Point localization data
•••

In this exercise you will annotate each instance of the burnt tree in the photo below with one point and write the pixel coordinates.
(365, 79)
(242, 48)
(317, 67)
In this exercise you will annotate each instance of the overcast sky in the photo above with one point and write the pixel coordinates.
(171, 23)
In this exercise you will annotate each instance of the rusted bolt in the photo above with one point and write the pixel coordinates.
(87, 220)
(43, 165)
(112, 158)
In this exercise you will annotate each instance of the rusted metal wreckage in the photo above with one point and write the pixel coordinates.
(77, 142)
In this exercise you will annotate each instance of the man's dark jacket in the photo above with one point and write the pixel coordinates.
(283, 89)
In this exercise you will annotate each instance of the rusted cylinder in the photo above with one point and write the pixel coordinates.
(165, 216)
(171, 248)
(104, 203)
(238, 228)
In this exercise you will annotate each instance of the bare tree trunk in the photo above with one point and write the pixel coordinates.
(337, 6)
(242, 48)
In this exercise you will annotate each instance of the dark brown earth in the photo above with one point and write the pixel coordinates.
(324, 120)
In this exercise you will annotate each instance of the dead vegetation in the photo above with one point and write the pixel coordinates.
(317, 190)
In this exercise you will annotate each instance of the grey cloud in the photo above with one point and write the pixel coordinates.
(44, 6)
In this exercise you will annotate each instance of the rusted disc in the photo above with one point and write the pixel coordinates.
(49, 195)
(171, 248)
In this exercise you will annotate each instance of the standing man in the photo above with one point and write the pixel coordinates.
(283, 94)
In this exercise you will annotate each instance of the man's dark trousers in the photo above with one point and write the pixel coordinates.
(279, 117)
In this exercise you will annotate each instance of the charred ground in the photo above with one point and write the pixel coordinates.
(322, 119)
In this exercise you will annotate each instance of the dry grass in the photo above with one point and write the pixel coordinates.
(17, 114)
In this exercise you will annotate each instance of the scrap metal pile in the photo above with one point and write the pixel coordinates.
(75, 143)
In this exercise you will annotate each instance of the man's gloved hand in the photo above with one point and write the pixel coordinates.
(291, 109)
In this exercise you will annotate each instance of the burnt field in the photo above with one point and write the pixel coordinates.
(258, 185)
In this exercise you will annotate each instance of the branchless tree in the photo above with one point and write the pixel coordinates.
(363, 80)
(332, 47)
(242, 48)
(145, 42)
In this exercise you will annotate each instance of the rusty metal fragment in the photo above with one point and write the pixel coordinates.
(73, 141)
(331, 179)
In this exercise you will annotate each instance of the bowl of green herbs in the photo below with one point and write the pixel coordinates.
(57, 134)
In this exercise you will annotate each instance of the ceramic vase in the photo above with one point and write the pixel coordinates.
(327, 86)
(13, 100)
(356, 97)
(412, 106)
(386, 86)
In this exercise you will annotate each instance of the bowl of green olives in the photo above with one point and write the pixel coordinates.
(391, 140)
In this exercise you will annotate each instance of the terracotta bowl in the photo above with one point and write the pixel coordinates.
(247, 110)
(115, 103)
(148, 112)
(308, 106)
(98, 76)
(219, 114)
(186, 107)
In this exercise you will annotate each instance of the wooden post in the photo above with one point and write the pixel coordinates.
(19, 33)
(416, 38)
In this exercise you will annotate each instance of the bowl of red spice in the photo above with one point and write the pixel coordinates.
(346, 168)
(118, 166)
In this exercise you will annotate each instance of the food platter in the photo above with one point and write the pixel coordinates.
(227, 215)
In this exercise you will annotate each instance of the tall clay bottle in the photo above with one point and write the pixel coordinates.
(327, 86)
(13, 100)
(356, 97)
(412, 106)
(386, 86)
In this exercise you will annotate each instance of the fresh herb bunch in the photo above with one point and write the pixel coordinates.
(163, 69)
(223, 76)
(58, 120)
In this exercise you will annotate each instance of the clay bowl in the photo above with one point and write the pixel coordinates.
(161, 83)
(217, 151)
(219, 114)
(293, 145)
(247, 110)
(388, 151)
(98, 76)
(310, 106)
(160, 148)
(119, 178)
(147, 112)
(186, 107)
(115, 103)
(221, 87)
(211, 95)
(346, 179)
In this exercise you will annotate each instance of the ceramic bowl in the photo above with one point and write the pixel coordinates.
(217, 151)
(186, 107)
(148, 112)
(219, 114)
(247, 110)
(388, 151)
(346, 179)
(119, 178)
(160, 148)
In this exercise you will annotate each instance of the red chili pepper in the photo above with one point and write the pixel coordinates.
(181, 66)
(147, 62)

•••

Your answer should be the lines from the one containing "In this exercise you will annotate each instance of the food" through the last line of the records, repeated exactly and with nothing added.

In this exercise you will annotate each instance of the food platter in the photo above with one point and write the pixel coordinates.
(227, 215)
In this exercise you will annotate each instance of the tall clay bottle in the photo above with one point and write the pixel coordinates.
(327, 86)
(13, 100)
(356, 97)
(412, 106)
(386, 86)
In this exercise you will annotate each instance of the fresh herb bunch in the photo above with one point and write the pixel coordinates.
(163, 69)
(223, 76)
(58, 120)
In this exercise you will annotate each instance of the clay bowl in the photo above with one point and write the pixel coordinates.
(161, 83)
(217, 151)
(219, 114)
(293, 145)
(247, 110)
(388, 151)
(98, 76)
(310, 106)
(160, 148)
(119, 178)
(147, 112)
(186, 107)
(115, 103)
(221, 87)
(211, 95)
(346, 179)
In this exercise you will annotate each instance of the ceramic bowl in the photo above with one point and write the pixel coordinates.
(217, 151)
(186, 107)
(148, 112)
(219, 114)
(247, 110)
(388, 151)
(346, 179)
(119, 178)
(160, 148)
In this exercise you will annotate each instance of the red chili pepper in the photo above with one point and write the pixel coordinates.
(181, 66)
(147, 62)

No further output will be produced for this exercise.